* Stated task *
Return the material word for word, from its first line up to and including the line with "[60,143,70,157]".

* Stored records *
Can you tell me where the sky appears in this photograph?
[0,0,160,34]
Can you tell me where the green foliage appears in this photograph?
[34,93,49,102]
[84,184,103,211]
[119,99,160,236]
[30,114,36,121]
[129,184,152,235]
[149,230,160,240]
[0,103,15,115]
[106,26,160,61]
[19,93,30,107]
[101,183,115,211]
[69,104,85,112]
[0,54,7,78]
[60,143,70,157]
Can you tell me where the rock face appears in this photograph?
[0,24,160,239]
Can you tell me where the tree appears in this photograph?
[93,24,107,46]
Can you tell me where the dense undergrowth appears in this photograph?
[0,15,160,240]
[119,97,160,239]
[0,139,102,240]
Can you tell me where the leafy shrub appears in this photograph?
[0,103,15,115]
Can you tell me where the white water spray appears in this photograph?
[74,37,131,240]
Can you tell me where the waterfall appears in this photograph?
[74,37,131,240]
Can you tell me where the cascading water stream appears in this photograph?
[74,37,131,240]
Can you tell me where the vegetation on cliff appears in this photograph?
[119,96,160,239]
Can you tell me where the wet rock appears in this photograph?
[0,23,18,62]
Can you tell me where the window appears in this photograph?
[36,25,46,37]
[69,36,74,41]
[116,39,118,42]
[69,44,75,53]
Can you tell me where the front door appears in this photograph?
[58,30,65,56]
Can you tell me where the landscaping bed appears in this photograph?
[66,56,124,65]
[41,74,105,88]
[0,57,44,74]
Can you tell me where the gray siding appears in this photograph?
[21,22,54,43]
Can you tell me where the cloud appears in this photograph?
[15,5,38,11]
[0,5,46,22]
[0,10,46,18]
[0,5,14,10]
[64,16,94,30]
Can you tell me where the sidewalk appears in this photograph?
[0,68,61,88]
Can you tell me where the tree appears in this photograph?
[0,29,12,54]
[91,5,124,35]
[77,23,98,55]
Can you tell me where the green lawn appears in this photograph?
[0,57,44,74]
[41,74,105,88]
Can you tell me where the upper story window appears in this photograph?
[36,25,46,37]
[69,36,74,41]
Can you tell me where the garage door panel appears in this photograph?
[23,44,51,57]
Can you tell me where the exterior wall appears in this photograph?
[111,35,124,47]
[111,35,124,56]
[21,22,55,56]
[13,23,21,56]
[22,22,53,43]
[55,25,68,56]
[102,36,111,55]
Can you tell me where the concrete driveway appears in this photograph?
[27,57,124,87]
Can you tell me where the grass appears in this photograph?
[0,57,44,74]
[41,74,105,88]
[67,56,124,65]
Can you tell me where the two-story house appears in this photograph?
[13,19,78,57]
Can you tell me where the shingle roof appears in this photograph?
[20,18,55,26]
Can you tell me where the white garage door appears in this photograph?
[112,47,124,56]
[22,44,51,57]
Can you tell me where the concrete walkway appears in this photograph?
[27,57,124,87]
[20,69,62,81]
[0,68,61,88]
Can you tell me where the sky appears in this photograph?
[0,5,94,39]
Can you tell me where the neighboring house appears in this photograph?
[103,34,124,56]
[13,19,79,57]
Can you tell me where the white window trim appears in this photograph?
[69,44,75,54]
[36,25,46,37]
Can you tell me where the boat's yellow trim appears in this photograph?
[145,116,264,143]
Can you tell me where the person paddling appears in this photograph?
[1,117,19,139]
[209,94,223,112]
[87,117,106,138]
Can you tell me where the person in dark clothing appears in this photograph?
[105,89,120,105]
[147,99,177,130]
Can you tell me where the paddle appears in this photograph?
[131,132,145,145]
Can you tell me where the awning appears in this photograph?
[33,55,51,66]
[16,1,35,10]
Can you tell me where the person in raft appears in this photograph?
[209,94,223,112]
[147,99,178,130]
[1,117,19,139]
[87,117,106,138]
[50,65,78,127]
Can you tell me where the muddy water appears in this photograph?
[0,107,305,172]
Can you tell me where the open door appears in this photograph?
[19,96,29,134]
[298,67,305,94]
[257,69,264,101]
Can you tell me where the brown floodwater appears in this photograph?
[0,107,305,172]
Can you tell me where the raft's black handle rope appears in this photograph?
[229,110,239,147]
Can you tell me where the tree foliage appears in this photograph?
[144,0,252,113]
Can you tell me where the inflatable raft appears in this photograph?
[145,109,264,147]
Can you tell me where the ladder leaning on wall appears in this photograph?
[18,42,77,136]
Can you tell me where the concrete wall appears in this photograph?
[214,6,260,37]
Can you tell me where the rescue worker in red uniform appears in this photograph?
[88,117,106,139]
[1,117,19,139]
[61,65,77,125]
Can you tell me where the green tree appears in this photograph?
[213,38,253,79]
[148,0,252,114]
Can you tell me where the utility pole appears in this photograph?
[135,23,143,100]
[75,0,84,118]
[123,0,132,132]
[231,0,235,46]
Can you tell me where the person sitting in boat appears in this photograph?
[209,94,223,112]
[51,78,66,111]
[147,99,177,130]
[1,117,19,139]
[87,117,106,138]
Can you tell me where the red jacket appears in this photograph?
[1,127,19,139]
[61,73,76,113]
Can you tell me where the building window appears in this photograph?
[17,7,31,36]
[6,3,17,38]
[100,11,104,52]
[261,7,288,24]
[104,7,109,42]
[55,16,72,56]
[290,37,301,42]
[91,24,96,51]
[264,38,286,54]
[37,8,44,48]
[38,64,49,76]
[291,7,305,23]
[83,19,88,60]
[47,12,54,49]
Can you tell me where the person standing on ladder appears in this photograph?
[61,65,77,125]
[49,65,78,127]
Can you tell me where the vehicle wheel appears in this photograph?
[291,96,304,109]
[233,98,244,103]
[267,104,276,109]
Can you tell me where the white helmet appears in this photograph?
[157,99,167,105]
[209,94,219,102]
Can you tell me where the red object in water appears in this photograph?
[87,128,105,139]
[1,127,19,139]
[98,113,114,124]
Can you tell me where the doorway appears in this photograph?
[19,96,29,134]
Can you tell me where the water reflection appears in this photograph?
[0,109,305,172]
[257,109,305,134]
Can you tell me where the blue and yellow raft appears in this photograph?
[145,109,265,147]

* Answer for the task *
Can you tell me where the sky appears in this photograph?
[0,0,160,34]
Can you tell me where the green foliage appears in this photograph?
[34,93,49,102]
[84,184,103,211]
[119,99,160,236]
[30,114,36,121]
[129,184,152,235]
[149,230,160,240]
[0,103,15,115]
[106,26,160,61]
[19,93,30,107]
[101,183,115,211]
[69,104,85,112]
[0,54,7,78]
[60,143,70,157]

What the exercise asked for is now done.